▸ **Objective**:
Copy out the part of the patch that begins at "diff --git a/r2/r2/lib/pages/pages.py" and stops after "stop_time = until)", swapping in "provisional" wherever "preliminary" appears.

▸ **Text provided**:
>> start
From 6a2c4afcb296b60aaae3e8480c6af8d95ac0dff3 Mon Sep 17 00:00:00 2001
From: Neil Williams <neil@reddit.com>
Date: Wed, 20 Jun 2012 10:58:31 -0700
Subject: [PATCH] Directly access traffic database for traffic queries.

Traffic stats are currently pulled from the traffic app, which is a
separate pylons application, via HTTP requests. This patch eliminates
the dependency on that extra app by moving the queries into the reddit
app while maintaining the existing API near-verbatim. This allows us to
ditch the external traffic app.
---
 r2/r2/lib/pages/pages.py             |   8 +-
 r2/r2/lib/traffic.py                 | 140 ++++++------
 r2/r2/lib/utils/_utils.pyx           |   3 +
 r2/r2/models/traffic.py              | 310 +++++++++++++++++++++++++++
 r2/r2/templates/promotedtraffic.html |   2 +-
 r2/r2/templates/reddittraffic.html   |   2 +-
 6 files changed, 381 insertions(+), 84 deletions(-)

diff --git a/r2/r2/lib/pages/pages.py b/r2/r2/lib/pages/pages.py
index 3acd6d072..9a766dd1c 100755
--- a/r2/r2/lib/pages/pages.py
+++ b/r2/r2/lib/pages/pages.py
@@ -3256,10 +3256,8 @@ class PromotedTraffic(Traffic):
             self.preliminary = (until + datetime.timedelta(1) > now)
             self.traffic = load_traffic('hour', "thing", thing._fullname,
                                         start_time = d, stop_time = until)
-            # load monthly totals if we have them, otherwise use the daily totals
-            self.totals =  load_traffic('month', "thing", thing._fullname)
-            if not self.totals:
-                self.totals = load_traffic('day', "thing", thing._fullname)
>> end
▸ **Dataset excerpt**:
>> start
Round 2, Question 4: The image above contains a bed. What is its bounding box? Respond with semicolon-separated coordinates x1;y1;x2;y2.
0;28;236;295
>> end
▸ **Solution for this problem**:
diff --git a/r2/r2/lib/pages/pages.py b/r2/r2/lib/pages/pages.py
index 3acd6d072..9a766dd1c 100755
--- a/r2/r2/lib/pages/pages.py
+++ b/r2/r2/lib/pages/pages.py
@@ -3256,10 +3256,8 @@ class PromotedTraffic(Traffic):
             self.provisional = (until + datetime.timedelta(1) > now)
             self.traffic = load_traffic('hour', "thing", thing._fullname,
                                         start_time = d, stop_time = until)